=== Objectif du travail ===
Dans l'article sur Salé, recopiez tout ce qui va de "L’accès au quartier" jusqu'à "à la retraite." en substituant "charrettes" à "chariots".

=== Texte source ===
▼▼▼

Culture

Salé, le ghetto de tous les dangers

© D.R

Une grande foule devant l’école «Al Akkad», samedi 4 mars, 15 heures. Un train venait d’écraser un adolescent, la vingtaine, à l’entrée du quartier «La Miséricorde» (Hay Errahma). Un quarteron de «GUS» tentait vainement de contenir la masse débordante, qui venait s’apitoyer sur le sort de cet adolescent, «écrasé comme un chien». Un élève ? Un riverain ? «Il doit être un délinquant du quartier», lâche un policier, indifférent.
Cet accident fait partie du quotidien d’une population, «habituée» au «spectacle» du sang, déplore un adulte, blasé. 16 heures, changement de cap. À l’autre bout du «Quartier La Miséricorde», un festival d’embouteillages venait nous «accueillir».
L’accès au quartier «Oued Eddahab» est, sinon impossible, du moins très difficile. Le semblant de route qui devait y mener est emprunté par des chariots, le moyen de transport le plus utilisé sur cette voie menant à ce que les connaisseurs nomment «El Oued El Khanez» (El Oued puant), en allusion au lit d’une rivière qui traversait le quartier, charriant sur son passage eaux usées et toutes sortes d’ordures. Nous y voilà. 18 heures. Une «armée » d’ouvriers étaient de retour chez eux, les jambes en coton et l’air visiblement chiffonné. Des regards suspicieux flinguent les visiteurs dans un univers qui a ses propres règles, sa propre loi. «La loi de la jungle», explique M. Abdelkader, un employé de la collectivité locale, à la retraite.

▲▲▲

=== Données ===
▼▼▼

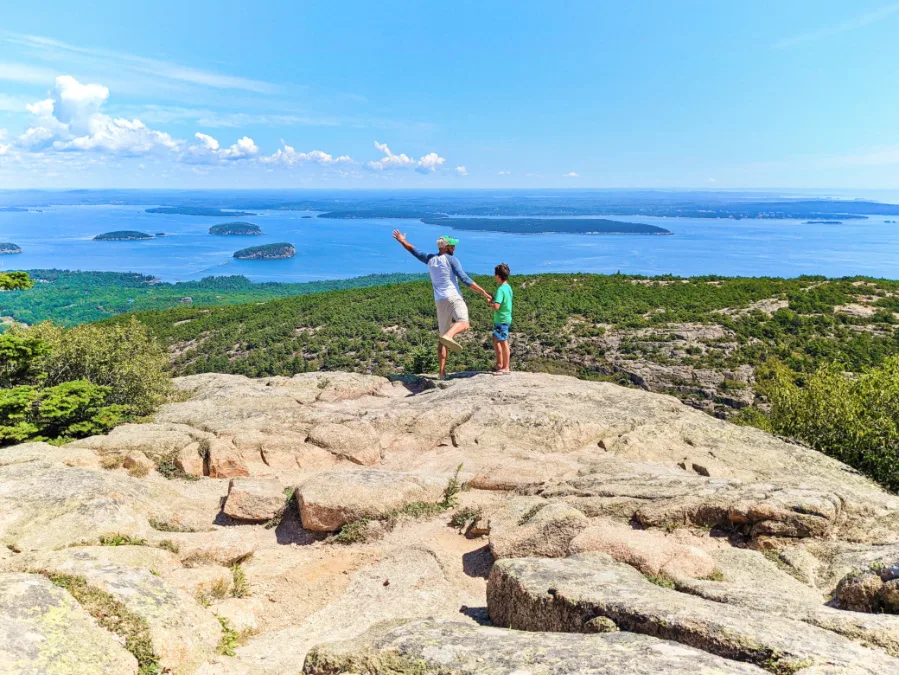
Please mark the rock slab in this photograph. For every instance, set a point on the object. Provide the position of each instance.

▲▲▲
▼▼▼

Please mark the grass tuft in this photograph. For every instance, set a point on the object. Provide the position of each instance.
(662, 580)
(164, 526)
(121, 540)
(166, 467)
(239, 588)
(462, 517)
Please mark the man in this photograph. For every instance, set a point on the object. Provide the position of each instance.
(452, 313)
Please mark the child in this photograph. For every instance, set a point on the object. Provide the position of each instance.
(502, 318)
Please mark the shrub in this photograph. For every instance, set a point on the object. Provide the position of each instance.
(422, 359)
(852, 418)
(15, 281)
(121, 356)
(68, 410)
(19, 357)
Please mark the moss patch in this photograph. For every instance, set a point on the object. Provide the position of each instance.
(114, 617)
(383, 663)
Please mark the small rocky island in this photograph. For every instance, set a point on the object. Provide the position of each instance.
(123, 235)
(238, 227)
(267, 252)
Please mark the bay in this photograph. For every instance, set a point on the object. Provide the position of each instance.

▲▲▲
▼▼▼

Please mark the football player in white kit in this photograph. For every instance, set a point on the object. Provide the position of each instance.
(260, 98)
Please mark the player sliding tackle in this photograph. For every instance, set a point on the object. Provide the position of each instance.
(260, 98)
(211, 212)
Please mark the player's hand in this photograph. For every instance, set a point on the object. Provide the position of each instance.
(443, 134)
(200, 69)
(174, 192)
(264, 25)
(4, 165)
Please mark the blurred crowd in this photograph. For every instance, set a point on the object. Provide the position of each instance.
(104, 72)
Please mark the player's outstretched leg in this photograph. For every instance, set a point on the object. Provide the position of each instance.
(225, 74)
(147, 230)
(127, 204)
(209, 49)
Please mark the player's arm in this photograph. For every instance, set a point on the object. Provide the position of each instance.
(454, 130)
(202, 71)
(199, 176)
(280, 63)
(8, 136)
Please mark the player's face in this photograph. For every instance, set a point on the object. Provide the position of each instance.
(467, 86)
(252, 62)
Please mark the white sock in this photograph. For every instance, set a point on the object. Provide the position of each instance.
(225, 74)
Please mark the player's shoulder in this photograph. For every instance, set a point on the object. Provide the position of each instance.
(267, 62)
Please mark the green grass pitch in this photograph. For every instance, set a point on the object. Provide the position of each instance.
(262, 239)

▲▲▲

=== En réponse ===
L’accès au quartier «Oued Eddahab» est, sinon impossible, du moins très difficile. Le semblant de route qui devait y mener est emprunté par des charrettes, le moyen de transport le plus utilisé sur cette voie menant à ce que les connaisseurs nomment «El Oued El Khanez» (El Oued puant), en allusion au lit d’une rivière qui traversait le quartier, charriant sur son passage eaux usées et toutes sortes d’ordures. Nous y voilà. 18 heures. Une «armée » d’ouvriers étaient de retour chez eux, les jambes en coton et l’air visiblement chiffonné. Des regards suspicieux flinguent les visiteurs dans un univers qui a ses propres règles, sa propre loi. «La loi de la jungle», explique M. Abdelkader, un employé de la collectivité locale, à la retraite.